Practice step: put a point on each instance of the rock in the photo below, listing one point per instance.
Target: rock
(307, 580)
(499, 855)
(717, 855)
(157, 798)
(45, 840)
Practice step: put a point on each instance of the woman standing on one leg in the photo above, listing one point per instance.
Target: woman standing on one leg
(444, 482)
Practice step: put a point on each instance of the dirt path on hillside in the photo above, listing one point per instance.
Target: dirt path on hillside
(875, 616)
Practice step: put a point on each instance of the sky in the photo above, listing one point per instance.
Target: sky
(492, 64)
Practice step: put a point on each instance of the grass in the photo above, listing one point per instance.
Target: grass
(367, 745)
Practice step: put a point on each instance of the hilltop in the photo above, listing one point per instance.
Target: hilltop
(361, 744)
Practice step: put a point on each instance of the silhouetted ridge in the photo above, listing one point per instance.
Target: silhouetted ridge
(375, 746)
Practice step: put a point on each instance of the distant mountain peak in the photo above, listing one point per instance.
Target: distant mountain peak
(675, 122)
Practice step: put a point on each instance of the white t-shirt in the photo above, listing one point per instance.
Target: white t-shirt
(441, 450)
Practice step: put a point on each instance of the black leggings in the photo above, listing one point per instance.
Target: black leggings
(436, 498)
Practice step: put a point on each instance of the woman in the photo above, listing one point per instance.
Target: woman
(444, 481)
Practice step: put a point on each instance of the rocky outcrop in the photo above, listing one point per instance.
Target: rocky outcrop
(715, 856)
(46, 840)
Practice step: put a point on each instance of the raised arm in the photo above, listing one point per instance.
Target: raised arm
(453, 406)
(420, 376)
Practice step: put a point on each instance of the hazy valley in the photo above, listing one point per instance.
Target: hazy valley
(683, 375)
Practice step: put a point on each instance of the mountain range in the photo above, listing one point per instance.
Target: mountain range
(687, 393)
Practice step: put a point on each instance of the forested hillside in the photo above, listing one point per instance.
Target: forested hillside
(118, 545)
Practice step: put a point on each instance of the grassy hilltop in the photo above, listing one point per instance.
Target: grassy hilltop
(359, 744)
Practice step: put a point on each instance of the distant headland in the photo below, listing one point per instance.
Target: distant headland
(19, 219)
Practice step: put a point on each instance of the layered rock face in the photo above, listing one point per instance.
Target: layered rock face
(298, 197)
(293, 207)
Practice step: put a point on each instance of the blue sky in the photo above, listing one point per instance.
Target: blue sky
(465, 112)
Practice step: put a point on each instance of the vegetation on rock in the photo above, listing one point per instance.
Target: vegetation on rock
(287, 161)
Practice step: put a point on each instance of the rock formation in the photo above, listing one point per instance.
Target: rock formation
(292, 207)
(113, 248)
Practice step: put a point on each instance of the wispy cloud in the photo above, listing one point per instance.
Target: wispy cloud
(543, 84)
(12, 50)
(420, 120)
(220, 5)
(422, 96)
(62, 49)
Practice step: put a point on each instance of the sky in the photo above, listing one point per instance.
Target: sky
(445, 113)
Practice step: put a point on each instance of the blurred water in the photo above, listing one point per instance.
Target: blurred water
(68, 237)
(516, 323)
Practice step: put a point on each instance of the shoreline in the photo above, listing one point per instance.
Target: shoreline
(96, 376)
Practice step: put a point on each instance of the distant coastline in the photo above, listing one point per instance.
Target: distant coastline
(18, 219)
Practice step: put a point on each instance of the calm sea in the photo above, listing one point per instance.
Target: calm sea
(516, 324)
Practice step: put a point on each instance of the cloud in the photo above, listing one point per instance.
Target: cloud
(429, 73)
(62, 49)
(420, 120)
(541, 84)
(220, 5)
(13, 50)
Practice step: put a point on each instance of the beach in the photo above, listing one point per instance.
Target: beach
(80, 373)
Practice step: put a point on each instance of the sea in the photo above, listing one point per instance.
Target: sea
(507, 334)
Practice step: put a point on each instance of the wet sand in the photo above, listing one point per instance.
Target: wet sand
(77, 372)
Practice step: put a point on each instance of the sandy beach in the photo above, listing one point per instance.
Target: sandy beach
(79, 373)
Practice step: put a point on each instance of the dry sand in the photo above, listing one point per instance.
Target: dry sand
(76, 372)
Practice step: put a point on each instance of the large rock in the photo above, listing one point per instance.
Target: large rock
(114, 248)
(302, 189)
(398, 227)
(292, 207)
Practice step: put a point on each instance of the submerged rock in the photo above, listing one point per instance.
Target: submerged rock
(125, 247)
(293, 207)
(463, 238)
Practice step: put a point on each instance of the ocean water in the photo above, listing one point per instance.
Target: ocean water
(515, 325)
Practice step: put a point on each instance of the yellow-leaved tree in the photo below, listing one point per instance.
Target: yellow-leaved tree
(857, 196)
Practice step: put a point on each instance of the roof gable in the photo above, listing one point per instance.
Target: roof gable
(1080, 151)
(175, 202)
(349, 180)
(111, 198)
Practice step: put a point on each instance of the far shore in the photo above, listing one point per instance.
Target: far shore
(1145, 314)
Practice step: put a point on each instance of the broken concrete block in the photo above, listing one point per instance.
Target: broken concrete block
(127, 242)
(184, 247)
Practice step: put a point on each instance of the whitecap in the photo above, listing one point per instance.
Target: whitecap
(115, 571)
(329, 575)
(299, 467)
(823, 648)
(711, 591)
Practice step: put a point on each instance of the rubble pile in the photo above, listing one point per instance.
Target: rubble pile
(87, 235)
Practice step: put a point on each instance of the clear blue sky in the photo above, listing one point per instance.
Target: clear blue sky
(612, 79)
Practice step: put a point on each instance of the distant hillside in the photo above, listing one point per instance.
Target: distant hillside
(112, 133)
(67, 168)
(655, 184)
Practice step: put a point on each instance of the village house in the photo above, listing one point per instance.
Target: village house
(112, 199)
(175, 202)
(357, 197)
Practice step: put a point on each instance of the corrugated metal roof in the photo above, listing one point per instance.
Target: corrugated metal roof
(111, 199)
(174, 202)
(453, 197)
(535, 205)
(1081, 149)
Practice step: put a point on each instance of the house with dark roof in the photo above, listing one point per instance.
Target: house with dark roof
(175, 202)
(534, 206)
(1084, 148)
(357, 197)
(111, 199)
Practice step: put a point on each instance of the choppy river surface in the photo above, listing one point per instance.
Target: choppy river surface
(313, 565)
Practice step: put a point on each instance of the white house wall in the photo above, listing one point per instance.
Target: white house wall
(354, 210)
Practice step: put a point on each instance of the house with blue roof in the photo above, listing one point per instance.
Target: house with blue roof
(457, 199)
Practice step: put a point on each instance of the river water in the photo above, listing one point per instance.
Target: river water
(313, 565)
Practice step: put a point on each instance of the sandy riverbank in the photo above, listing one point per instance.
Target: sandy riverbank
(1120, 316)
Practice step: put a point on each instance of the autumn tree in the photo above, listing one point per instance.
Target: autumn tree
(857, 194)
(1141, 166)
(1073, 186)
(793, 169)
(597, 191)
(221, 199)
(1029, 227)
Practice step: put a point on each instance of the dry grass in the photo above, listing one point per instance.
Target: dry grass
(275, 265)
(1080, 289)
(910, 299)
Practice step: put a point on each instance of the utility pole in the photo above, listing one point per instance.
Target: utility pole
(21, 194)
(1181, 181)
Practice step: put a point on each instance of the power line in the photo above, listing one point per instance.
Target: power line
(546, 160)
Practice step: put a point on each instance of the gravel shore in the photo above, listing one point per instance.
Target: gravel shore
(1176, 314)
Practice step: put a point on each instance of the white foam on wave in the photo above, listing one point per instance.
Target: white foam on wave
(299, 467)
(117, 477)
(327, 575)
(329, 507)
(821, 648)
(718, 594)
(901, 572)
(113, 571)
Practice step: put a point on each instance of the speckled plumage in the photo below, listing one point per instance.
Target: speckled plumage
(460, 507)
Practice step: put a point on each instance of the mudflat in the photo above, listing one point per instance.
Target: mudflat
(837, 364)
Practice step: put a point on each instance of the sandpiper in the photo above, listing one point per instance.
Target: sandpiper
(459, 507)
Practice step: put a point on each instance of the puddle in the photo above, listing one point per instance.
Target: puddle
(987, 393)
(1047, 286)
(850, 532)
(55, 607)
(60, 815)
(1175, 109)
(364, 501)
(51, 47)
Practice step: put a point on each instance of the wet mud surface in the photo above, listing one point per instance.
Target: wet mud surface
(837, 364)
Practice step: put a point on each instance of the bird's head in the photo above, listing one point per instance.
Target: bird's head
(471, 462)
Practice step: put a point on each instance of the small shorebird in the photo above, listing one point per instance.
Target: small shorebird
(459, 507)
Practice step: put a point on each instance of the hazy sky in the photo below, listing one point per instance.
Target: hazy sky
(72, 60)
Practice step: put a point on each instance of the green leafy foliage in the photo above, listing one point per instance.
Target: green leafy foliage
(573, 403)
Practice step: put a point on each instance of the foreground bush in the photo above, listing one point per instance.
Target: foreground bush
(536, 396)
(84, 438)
######
### What the exercise asks
Return every line from the one holding "Practice step: put a point on each instance of the bird's" through the end of the data, exactly as it appears, with both ends kept and nothing else.

### Answer to this exercise
Practice step: put a point on each instance of the bird's head in the photo above, listing one point per instance.
Target: bird's head
(471, 462)
Practice step: put a point on each instance of the small shorebird in the photo above, listing one point per instance.
Target: small shorebird
(459, 507)
Practice step: put a point on each instance of the hazy sky in the photo below, listing one point per instance.
Target: hazy sky
(72, 60)
Practice step: put a point on each instance of the green leafy foliage in the photo above, listing one point per instance.
Target: green leafy foliage
(573, 403)
Practice step: put a point on each instance of the foreground bush in the photo above, listing one point per instance.
Target: foreground bush
(536, 396)
(84, 438)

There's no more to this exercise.